+++ Provided records
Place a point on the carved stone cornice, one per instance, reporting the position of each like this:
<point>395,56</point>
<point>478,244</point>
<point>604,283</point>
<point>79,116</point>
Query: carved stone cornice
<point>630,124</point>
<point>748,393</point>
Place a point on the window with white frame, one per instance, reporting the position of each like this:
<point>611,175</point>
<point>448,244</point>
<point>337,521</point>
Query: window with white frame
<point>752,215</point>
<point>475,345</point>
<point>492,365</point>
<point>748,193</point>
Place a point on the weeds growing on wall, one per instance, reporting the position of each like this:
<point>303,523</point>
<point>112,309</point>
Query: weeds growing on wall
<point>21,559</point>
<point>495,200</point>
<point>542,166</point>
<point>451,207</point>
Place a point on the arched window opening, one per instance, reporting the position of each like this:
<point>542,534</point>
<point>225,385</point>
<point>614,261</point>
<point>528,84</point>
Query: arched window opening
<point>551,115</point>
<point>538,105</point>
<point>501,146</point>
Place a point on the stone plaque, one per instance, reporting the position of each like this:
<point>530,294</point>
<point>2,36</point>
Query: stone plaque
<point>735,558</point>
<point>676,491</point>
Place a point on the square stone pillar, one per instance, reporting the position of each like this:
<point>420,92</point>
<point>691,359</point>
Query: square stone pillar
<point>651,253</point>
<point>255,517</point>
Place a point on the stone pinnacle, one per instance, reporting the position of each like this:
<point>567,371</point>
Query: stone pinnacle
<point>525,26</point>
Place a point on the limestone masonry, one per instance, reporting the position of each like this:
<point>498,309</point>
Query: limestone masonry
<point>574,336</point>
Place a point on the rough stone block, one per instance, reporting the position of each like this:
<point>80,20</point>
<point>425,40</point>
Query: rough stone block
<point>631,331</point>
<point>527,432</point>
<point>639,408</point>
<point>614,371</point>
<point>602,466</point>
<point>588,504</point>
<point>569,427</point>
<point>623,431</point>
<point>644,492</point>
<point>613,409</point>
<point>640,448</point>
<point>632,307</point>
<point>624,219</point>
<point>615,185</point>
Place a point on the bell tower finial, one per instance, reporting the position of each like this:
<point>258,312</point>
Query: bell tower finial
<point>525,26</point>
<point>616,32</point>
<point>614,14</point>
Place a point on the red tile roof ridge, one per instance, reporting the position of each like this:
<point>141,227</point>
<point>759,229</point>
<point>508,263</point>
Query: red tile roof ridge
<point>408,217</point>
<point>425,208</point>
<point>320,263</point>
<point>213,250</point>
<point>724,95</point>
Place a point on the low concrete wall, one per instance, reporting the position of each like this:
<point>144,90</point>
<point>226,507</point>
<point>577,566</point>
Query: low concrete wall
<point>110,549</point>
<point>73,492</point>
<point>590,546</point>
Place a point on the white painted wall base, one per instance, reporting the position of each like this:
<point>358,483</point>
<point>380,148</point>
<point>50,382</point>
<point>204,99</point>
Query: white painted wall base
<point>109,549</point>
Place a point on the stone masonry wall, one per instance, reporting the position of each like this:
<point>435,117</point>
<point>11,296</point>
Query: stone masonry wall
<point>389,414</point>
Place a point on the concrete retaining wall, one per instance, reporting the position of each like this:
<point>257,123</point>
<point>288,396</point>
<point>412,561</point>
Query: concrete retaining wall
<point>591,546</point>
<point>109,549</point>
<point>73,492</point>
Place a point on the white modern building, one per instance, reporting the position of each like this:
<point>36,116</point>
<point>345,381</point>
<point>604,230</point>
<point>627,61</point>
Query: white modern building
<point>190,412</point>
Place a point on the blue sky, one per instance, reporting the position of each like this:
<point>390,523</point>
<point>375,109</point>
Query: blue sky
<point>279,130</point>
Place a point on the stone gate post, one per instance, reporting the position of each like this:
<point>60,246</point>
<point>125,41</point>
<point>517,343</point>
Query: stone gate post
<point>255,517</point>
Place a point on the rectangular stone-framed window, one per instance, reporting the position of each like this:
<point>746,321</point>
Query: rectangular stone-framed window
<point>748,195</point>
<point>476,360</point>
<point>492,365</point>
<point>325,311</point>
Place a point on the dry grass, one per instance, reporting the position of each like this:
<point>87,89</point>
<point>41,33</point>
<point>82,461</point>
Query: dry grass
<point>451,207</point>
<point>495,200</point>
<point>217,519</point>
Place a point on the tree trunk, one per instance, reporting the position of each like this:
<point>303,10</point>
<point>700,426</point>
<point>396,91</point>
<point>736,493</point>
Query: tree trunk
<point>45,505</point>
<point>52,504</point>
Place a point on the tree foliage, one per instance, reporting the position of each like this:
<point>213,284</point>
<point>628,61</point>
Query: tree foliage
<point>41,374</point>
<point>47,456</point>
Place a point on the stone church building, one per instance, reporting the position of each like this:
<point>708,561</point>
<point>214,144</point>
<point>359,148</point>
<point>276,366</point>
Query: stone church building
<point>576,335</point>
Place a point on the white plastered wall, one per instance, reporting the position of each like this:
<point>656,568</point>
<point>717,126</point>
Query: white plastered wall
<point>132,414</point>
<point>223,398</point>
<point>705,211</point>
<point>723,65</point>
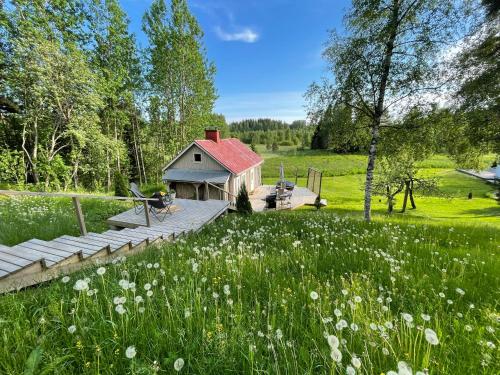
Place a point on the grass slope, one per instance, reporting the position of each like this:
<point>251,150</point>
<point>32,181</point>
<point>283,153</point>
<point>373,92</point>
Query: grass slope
<point>261,295</point>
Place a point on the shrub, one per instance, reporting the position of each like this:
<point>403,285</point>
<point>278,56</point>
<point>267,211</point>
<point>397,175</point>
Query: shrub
<point>243,204</point>
<point>121,185</point>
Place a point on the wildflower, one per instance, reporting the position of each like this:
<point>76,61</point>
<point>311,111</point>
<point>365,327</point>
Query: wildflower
<point>138,299</point>
<point>279,334</point>
<point>130,352</point>
<point>178,364</point>
<point>120,309</point>
<point>336,355</point>
<point>124,284</point>
<point>407,317</point>
<point>431,336</point>
<point>356,362</point>
<point>333,341</point>
<point>81,285</point>
<point>404,368</point>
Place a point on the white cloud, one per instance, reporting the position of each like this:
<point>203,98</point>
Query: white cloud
<point>246,35</point>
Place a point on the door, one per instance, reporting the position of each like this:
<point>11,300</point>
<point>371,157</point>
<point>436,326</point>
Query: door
<point>252,179</point>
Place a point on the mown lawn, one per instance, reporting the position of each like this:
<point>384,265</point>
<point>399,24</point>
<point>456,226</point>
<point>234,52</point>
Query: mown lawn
<point>282,292</point>
<point>344,178</point>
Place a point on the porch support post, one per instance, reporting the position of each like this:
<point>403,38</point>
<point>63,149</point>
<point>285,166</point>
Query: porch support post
<point>196,186</point>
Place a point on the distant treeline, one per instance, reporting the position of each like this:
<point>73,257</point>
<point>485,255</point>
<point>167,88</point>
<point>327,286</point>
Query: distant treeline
<point>272,133</point>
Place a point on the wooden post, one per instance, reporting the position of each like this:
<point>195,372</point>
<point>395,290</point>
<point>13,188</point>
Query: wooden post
<point>146,212</point>
<point>79,215</point>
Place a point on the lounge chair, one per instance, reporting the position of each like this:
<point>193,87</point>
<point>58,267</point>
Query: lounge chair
<point>160,207</point>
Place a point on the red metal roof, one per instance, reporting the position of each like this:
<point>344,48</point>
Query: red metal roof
<point>231,153</point>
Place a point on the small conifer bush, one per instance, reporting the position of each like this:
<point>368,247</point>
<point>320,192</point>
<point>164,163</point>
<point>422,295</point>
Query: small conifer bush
<point>243,204</point>
<point>121,185</point>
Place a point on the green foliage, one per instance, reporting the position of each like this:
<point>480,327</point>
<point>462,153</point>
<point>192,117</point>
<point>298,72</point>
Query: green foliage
<point>12,167</point>
<point>243,204</point>
<point>120,184</point>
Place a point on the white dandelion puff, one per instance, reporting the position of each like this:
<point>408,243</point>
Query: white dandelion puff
<point>431,336</point>
<point>178,364</point>
<point>130,352</point>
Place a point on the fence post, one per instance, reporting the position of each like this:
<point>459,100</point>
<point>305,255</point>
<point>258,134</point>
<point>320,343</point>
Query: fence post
<point>79,215</point>
<point>146,212</point>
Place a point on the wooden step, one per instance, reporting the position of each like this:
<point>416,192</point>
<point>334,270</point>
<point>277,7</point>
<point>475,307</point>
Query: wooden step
<point>124,233</point>
<point>89,248</point>
<point>74,241</point>
<point>165,234</point>
<point>135,241</point>
<point>152,235</point>
<point>35,255</point>
<point>86,253</point>
<point>42,246</point>
<point>113,243</point>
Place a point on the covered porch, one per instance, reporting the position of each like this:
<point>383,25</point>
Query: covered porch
<point>197,184</point>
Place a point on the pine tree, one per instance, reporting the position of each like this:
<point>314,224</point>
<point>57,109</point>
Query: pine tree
<point>243,204</point>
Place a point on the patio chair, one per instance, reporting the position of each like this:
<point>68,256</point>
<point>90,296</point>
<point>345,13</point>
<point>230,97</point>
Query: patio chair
<point>136,193</point>
<point>160,208</point>
<point>284,197</point>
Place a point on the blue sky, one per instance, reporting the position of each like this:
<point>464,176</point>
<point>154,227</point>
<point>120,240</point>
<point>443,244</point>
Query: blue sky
<point>267,52</point>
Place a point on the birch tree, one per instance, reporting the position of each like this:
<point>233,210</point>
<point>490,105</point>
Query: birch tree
<point>387,58</point>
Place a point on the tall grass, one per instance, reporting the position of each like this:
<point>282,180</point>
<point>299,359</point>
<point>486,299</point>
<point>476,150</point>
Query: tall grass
<point>272,293</point>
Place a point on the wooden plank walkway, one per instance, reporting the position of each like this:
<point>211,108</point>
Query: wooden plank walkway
<point>35,261</point>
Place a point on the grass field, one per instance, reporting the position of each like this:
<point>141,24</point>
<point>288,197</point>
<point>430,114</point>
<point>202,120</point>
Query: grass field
<point>344,181</point>
<point>301,292</point>
<point>286,292</point>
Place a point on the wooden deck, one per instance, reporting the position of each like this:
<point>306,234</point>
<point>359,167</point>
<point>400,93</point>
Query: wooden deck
<point>35,261</point>
<point>300,196</point>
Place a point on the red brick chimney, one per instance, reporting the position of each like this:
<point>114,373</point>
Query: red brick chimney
<point>212,135</point>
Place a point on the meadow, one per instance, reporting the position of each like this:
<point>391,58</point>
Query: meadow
<point>282,292</point>
<point>307,291</point>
++++++
**Problem**: Return, exactly, the lines from the first line of the records above to the line containing "<point>425,40</point>", both included.

**The completed task**:
Place a point on the carved stone cornice, one per instance, reporting the position of each like this:
<point>395,56</point>
<point>478,244</point>
<point>604,283</point>
<point>79,116</point>
Query: carved stone cornice
<point>630,124</point>
<point>748,393</point>
Place a point on the window with white frame, one per instance, reporting the position of each like this:
<point>611,175</point>
<point>448,244</point>
<point>337,521</point>
Query: window with white frame
<point>752,215</point>
<point>475,345</point>
<point>492,365</point>
<point>748,193</point>
Place a point on the weeds growing on wall, one per instance, reporting the position of each like this:
<point>303,523</point>
<point>112,309</point>
Query: weeds growing on wall
<point>21,559</point>
<point>495,200</point>
<point>542,166</point>
<point>451,207</point>
Place a point on the arched window opening, one per instance, reporting the position of each like this:
<point>542,534</point>
<point>225,385</point>
<point>614,261</point>
<point>528,84</point>
Query: arched window opening
<point>551,115</point>
<point>538,105</point>
<point>501,146</point>
Place a point on the stone plaque, one per instance, reporting the position of each like this:
<point>530,294</point>
<point>2,36</point>
Query: stone plaque
<point>735,558</point>
<point>676,491</point>
Place a point on the square stone pillar, one per instance, reporting the position of each like this:
<point>420,92</point>
<point>691,359</point>
Query: square stone pillar
<point>651,253</point>
<point>255,517</point>
Place a point on the stone pinnacle, one per instance, reporting the position of each like this:
<point>567,371</point>
Query: stone pinnacle
<point>525,26</point>
Place a point on the limestone masonry, one per instance, reporting the position of each like this:
<point>498,309</point>
Query: limestone masonry
<point>574,336</point>
Place a point on the rough stone block, one per instance, reporting the position of each like this:
<point>80,20</point>
<point>425,40</point>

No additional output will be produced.